* [EXTRACT]:
===============
Downtime Update | March 11th 2021
Just after midnight UTC on March 10, all of our services went down. We attempted to log onto the servers within minutes to investigate the problem, but unfortunately one of the database servers that powers the site was not responding. Our provider were reporting "a disturbance" which was being looked into, and an increasing number of services at their location were going offline.
A few hours later, around 3am, it was reported that our server provider had a major fire in one of their locations. As the situation unfolded it became clear that this fire had completely destroyed one datacentre at the location, and severely damaged another. Thankfully nobody was injured in the fire, but we had multiple servers hosted in those buildings. Those have been irrecoverably destroyed.
Naturally this has caused disruption to our website and app, which were down for approximately 37 hours whilst we moved to and completely rebuilt our infrastructure with a new provider. It wasn't just us - it seems like up to 3.6 million websites and services were also affected by the outage.
We've now restored everything from the most recent backups we could obtain, but we regret to say that in some cases this has led to missing data on the website. We've been unable to retreive our most recent backups, which were on a server that's powered off due to the fire situation. As this won't be available until next week at the earliest (if at all), we've had to make do.
The missing data includes, but is not limited to, trades, reports, support tickets, chat messages and user accounts. We appreciate this may be a confusing and frustrating situation, but we've done everything we can to load the most recent data available to us. In some cases data is available from yesterday morning, but in most cases will be around a week out of date.
To prevent confusion we have removed all existing trades from the site. While we wanted to keep them, we felt that the percentage of trades that were no longer valid would be too high.
Although this incident was entirely out of our hands, we have identified a number of places that we should be doing better. While we do perform backup restoration tests, our backups from the past few days were not far enough off-site for the fire to not impact them. Even if they had been available, that data would have still been up to 15 hours out of date due to our backup schedule. Likewise, while our file backups appeared okay, the archives have only been partially recoverable. We thought everything was okay, but in retrospect we should have been doing more. It's a painful lesson, but also a very useful one.
We're reviewing the situation and will keep you updated as we decide what to do going forwards. We had planned on moving our infrastructure to a different provider in the near future anyway, but this incident has forced us to pick on the spot without as much thought as we'd like. We'll keep you posted on future updates. More downtime may be required as we adjust to our new home, we'll keep this to a minimum. Follow us on Twitter for the latest updates.
===============
* [DATA RECORDS]:
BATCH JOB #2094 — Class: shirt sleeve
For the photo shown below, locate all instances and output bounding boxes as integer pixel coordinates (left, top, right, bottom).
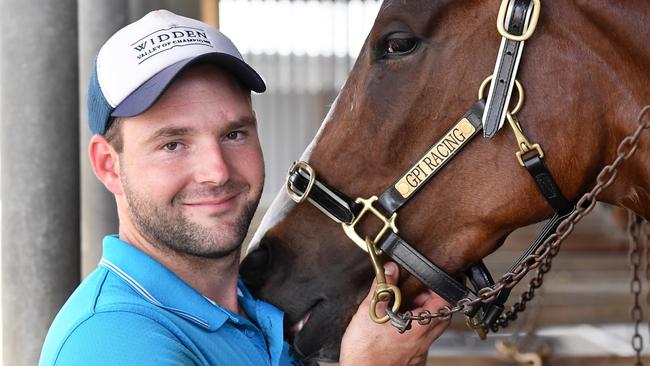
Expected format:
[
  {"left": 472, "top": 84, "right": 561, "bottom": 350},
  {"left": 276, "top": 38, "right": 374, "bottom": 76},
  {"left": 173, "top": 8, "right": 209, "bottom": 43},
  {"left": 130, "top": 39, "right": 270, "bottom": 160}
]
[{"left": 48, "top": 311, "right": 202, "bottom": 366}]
===============
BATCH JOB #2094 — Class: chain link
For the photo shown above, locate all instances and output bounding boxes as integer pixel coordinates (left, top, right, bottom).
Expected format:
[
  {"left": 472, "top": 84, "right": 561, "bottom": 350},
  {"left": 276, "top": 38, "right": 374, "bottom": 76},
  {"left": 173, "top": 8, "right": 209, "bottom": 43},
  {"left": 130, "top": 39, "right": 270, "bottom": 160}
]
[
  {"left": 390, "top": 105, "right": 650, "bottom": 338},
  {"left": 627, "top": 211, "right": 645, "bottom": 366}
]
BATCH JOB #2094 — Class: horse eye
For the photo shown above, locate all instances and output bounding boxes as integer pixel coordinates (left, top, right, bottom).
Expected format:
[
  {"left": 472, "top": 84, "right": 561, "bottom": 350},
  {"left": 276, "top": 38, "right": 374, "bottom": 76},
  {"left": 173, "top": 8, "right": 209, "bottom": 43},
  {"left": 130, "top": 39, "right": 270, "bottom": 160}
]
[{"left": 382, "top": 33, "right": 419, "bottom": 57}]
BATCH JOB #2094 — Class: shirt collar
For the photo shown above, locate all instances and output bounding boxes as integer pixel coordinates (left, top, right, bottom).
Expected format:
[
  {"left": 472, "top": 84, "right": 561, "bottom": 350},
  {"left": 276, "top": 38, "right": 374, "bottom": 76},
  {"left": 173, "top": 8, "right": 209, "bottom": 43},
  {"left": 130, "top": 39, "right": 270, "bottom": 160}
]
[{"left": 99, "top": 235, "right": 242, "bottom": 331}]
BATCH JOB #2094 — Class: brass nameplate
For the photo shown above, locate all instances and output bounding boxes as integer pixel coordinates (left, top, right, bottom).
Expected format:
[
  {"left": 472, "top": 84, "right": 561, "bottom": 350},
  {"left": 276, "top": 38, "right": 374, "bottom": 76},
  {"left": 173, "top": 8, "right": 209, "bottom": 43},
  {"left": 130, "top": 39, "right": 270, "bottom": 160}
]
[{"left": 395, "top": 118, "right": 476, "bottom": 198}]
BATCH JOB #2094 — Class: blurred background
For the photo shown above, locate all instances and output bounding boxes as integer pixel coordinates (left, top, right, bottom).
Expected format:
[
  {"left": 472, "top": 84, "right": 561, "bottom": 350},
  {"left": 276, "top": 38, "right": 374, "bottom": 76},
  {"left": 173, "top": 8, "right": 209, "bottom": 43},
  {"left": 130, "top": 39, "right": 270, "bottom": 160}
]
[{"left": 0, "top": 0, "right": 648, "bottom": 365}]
===============
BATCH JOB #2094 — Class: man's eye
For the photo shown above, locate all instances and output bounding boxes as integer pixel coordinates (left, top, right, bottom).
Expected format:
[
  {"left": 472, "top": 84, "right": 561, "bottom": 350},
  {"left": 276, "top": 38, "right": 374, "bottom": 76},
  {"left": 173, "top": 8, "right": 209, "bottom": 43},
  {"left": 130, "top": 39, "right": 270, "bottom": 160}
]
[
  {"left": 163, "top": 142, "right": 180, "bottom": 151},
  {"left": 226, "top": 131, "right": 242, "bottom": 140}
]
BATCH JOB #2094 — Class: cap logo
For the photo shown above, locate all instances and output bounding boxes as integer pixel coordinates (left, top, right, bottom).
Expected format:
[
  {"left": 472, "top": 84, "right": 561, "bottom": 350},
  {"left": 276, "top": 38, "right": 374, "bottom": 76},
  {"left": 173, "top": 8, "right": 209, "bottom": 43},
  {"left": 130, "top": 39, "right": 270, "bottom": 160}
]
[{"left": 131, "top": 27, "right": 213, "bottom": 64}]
===============
* [WHAT TO DO]: Rewrite the downtime update from "The missing data" up to and including "out of date.", replacing "support tickets" with "help desk tickets". Work only from the downtime update and leave the data aside.

* [RESPONSE FOR THIS EXERCISE]:
The missing data includes, but is not limited to, trades, reports, help desk tickets, chat messages and user accounts. We appreciate this may be a confusing and frustrating situation, but we've done everything we can to load the most recent data available to us. In some cases data is available from yesterday morning, but in most cases will be around a week out of date.